Written request:
Gather every line from the entries below that contains the word "tire", and copy each one unchanged.

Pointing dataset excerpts
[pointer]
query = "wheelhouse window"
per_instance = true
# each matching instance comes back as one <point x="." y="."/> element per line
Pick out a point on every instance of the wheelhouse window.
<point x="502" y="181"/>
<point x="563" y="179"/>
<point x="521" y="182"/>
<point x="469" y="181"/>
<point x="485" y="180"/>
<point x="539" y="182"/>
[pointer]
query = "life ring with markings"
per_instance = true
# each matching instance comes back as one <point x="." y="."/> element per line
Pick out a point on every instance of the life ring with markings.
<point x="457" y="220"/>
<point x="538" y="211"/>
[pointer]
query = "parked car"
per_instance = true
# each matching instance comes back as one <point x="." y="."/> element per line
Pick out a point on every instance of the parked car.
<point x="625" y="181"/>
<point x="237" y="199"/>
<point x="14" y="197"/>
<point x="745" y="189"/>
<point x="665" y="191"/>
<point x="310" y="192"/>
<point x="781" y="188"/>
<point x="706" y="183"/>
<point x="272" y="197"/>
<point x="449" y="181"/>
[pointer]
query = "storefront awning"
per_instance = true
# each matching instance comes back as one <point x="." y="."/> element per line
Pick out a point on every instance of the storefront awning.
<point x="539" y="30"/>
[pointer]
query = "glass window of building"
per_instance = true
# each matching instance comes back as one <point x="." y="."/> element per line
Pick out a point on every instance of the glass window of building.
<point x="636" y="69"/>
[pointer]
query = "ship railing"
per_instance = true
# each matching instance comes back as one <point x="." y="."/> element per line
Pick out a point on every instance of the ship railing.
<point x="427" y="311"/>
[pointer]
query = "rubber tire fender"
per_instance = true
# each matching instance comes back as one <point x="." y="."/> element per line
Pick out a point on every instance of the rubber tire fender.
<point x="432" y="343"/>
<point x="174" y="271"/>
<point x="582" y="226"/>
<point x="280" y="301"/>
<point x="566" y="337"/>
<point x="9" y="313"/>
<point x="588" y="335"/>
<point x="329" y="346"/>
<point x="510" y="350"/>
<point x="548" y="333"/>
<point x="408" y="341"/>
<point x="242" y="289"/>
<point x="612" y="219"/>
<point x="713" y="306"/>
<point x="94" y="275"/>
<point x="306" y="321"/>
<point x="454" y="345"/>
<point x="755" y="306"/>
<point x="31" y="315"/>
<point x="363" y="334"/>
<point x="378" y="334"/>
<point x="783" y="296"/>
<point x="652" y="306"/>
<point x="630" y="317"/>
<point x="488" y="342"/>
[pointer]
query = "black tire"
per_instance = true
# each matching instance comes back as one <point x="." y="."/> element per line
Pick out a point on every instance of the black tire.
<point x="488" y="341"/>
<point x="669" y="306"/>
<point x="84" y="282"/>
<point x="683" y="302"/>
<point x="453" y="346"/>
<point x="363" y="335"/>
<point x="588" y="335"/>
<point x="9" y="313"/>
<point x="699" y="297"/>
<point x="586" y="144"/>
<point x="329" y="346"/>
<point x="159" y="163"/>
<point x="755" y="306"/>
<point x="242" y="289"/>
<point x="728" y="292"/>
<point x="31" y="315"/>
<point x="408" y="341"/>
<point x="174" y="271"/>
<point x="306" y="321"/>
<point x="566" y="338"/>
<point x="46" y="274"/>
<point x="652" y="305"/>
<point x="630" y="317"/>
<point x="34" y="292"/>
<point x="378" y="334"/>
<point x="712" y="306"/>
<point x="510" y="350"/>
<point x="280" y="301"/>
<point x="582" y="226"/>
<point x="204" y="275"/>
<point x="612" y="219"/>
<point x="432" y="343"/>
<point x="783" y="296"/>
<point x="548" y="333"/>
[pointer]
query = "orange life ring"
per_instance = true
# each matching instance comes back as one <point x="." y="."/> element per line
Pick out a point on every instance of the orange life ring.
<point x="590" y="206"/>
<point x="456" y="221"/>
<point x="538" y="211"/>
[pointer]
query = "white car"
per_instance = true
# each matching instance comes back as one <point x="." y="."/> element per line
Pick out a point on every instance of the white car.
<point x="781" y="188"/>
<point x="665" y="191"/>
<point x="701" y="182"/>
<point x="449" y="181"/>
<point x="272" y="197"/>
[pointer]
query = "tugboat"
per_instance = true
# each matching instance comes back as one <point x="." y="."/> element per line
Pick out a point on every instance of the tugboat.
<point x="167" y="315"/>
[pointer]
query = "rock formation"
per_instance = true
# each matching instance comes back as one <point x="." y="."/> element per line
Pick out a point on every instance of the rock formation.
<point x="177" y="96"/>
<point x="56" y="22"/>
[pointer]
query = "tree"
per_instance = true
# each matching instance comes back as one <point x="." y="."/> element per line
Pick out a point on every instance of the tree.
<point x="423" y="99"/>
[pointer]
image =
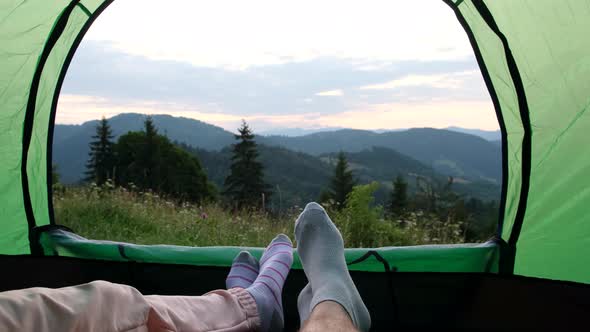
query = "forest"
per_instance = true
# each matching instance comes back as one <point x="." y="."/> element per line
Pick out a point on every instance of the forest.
<point x="143" y="187"/>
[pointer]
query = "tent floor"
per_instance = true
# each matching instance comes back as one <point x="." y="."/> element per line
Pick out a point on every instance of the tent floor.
<point x="397" y="301"/>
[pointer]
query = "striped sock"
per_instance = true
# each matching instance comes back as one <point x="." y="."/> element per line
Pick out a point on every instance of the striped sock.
<point x="267" y="288"/>
<point x="244" y="270"/>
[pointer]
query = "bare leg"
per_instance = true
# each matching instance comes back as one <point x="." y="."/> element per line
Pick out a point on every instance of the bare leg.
<point x="328" y="316"/>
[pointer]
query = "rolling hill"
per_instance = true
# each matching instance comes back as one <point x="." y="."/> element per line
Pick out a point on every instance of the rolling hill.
<point x="301" y="166"/>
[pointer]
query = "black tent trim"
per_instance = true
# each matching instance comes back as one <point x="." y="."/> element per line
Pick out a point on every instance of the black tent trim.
<point x="527" y="135"/>
<point x="498" y="109"/>
<point x="30" y="115"/>
<point x="62" y="75"/>
<point x="426" y="300"/>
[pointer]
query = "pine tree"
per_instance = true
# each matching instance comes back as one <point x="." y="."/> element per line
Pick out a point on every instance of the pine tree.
<point x="99" y="167"/>
<point x="399" y="197"/>
<point x="342" y="182"/>
<point x="150" y="158"/>
<point x="245" y="186"/>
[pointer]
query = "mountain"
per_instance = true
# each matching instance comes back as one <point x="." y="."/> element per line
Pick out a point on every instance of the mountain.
<point x="448" y="152"/>
<point x="383" y="165"/>
<point x="488" y="135"/>
<point x="468" y="158"/>
<point x="71" y="141"/>
<point x="294" y="132"/>
<point x="296" y="178"/>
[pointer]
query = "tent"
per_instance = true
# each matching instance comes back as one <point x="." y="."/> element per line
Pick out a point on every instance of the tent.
<point x="535" y="60"/>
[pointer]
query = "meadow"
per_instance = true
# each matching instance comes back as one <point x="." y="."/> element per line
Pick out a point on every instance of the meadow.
<point x="119" y="214"/>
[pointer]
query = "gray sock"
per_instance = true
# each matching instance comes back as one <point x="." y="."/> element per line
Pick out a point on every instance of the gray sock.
<point x="321" y="250"/>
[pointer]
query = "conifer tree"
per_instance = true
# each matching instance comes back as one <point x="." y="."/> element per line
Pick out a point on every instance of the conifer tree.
<point x="245" y="186"/>
<point x="99" y="167"/>
<point x="342" y="182"/>
<point x="150" y="157"/>
<point x="399" y="197"/>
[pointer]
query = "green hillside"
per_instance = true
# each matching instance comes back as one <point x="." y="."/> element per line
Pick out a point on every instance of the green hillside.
<point x="299" y="168"/>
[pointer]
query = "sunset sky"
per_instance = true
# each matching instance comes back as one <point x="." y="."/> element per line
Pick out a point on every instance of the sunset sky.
<point x="303" y="64"/>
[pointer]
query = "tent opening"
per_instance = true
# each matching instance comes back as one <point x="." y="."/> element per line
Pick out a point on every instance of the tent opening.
<point x="394" y="133"/>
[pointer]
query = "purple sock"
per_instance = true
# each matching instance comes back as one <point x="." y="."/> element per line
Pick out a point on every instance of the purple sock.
<point x="268" y="286"/>
<point x="244" y="270"/>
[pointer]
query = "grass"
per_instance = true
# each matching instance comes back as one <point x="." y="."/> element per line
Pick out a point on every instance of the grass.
<point x="117" y="214"/>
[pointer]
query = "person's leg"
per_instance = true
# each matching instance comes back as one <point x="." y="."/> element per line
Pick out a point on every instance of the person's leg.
<point x="104" y="306"/>
<point x="328" y="316"/>
<point x="219" y="310"/>
<point x="321" y="250"/>
<point x="96" y="306"/>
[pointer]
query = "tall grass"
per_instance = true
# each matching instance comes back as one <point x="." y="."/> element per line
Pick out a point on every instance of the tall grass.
<point x="117" y="214"/>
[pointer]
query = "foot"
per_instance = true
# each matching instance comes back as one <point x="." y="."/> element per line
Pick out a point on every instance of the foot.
<point x="266" y="290"/>
<point x="244" y="270"/>
<point x="321" y="250"/>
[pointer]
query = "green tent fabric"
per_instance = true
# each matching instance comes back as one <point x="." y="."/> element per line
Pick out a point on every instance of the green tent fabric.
<point x="533" y="55"/>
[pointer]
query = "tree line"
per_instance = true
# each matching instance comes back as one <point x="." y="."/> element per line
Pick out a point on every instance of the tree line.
<point x="147" y="160"/>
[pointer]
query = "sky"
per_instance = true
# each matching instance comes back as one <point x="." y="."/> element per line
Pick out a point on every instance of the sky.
<point x="303" y="64"/>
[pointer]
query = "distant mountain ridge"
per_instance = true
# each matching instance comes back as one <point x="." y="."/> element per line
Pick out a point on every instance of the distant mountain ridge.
<point x="444" y="152"/>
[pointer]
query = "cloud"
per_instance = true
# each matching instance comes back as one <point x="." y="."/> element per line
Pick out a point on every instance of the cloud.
<point x="104" y="81"/>
<point x="330" y="93"/>
<point x="466" y="114"/>
<point x="237" y="35"/>
<point x="440" y="81"/>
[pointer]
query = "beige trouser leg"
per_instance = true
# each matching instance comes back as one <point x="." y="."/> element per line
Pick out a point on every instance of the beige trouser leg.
<point x="103" y="306"/>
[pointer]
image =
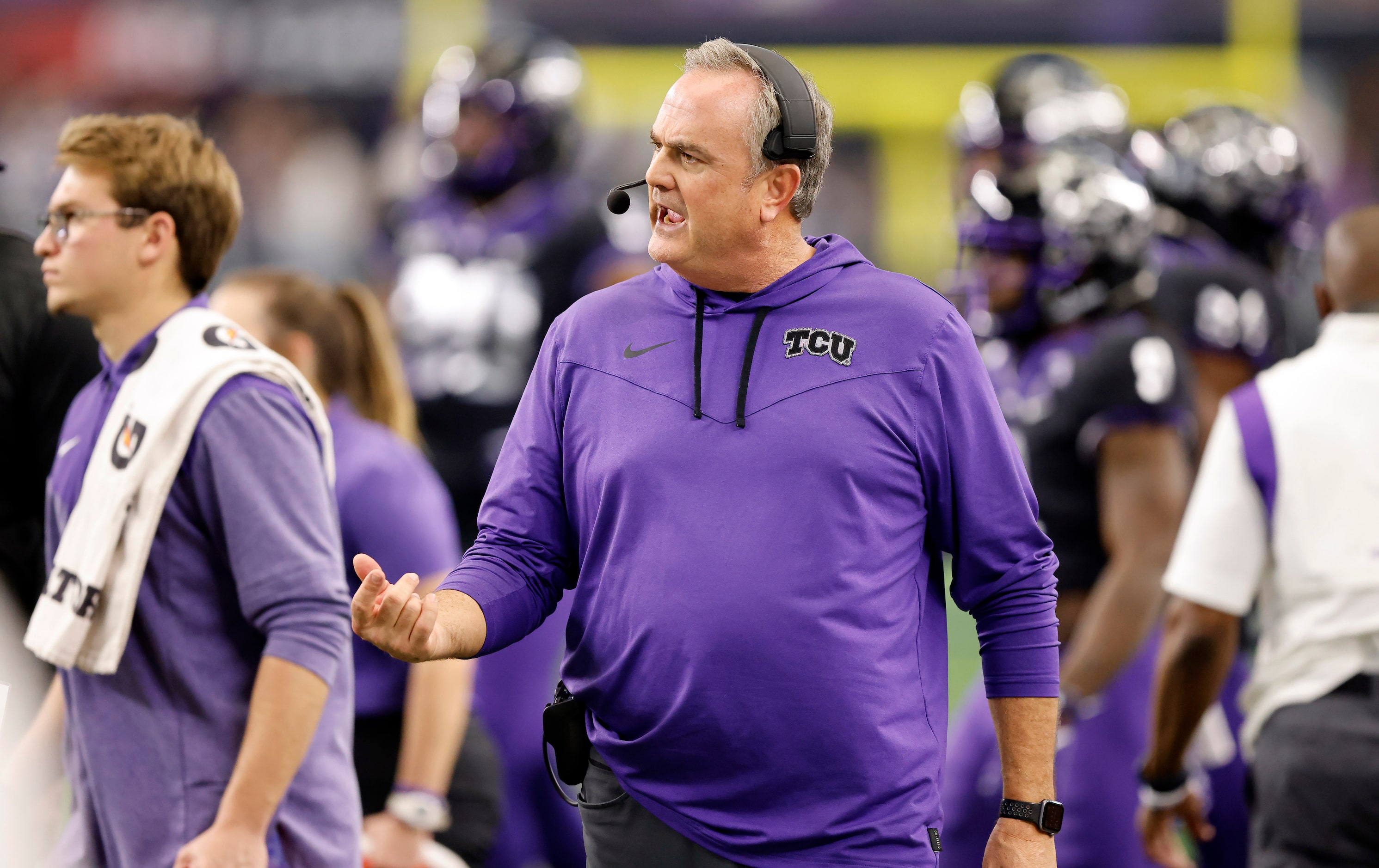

Written reply:
query = "rubber tire fender"
Pick out a point on every instance of the rubber tire fender.
query = "black tire"
Pick out a point on every instance of the black tire.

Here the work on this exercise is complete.